* MATERIAL FOR THIS TASK:
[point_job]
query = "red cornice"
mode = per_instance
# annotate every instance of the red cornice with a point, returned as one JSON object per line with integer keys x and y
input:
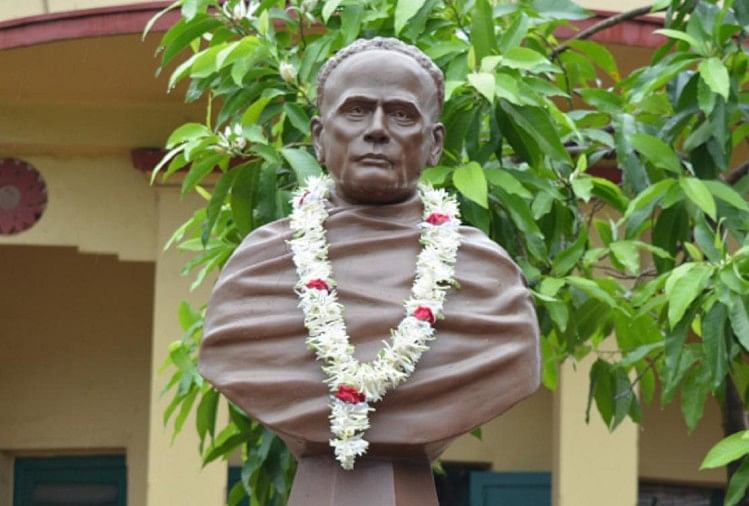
{"x": 122, "y": 19}
{"x": 633, "y": 32}
{"x": 131, "y": 18}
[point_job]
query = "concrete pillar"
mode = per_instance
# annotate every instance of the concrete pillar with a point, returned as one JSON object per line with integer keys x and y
{"x": 590, "y": 464}
{"x": 175, "y": 474}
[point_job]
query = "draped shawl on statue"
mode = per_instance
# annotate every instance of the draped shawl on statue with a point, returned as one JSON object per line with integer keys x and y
{"x": 485, "y": 357}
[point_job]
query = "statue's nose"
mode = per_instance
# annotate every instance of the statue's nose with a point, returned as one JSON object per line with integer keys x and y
{"x": 377, "y": 130}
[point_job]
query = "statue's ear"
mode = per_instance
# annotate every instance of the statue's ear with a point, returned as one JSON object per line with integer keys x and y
{"x": 438, "y": 142}
{"x": 317, "y": 128}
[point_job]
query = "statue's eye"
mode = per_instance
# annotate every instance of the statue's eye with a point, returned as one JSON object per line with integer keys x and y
{"x": 356, "y": 111}
{"x": 402, "y": 116}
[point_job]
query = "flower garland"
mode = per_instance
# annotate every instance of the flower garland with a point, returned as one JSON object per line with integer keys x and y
{"x": 354, "y": 385}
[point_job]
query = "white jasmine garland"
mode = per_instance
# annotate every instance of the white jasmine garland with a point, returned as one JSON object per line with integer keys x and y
{"x": 355, "y": 385}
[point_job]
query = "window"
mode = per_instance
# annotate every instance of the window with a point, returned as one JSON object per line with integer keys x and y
{"x": 660, "y": 494}
{"x": 70, "y": 481}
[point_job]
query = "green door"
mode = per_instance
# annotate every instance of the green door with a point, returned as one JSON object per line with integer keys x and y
{"x": 70, "y": 481}
{"x": 510, "y": 489}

* YOUR OBJECTIVE: What is needed is a verbatim copy of every entry, with the pictures omitted.

* ANSWER SPACE:
[point_job]
query = "red cornice"
mode = per_instance
# annotate every instance of the red cornice with a point, returned as one JSON object per line with integer keys x and y
input:
{"x": 122, "y": 19}
{"x": 633, "y": 32}
{"x": 131, "y": 18}
[point_job]
query = "concrete pillar"
mode = per_instance
# annotate every instance of the concrete pillar with a point, returned as one JSON object per line with integer keys x and y
{"x": 590, "y": 464}
{"x": 175, "y": 474}
[point_job]
query = "draped shawl on statue"
mode = per_instance
# annotate every instance of the draped shawl on statue with a point, returned as one JSON object per line with integer keys x and y
{"x": 485, "y": 357}
[point_job]
query = "statue's nose"
mode = per_instance
# annotate every instance of the statue's nose with a point, returned as one JSON object per line with integer keys x and y
{"x": 377, "y": 130}
[point_job]
query = "statue's ear"
mode = per_instance
# annotate every instance of the statue's ear with a point, returned as one JSON object per line with integer keys x and y
{"x": 438, "y": 142}
{"x": 317, "y": 128}
[point_job]
query = "statue's eye"
mode = per_instance
# annotate every instance of the statue's eye with a point, returned as one JSON object per line with integer keys x and y
{"x": 356, "y": 111}
{"x": 402, "y": 116}
[point_job]
query = "flower garland"
mode = per_instance
# annotate every instance of the flower garland with a point, returned as one JSON object per line with integer keys x and y
{"x": 354, "y": 385}
[point_job]
query = "white jasmine garland"
mode = per_instance
# annotate every instance of the white jasmine garland with a point, returned as one JSON object per line with integer keys x and y
{"x": 355, "y": 385}
[point_job]
query = "window"
mode = per_instance
# annotate every instance of the window with a point, returned as one JSON object per line with integer keys x and y
{"x": 660, "y": 494}
{"x": 70, "y": 481}
[point_job]
query = "green door"
mode = per_instance
# annotate every instance of the green door with a point, returned as one JSON object per line with integer keys x and y
{"x": 70, "y": 481}
{"x": 510, "y": 489}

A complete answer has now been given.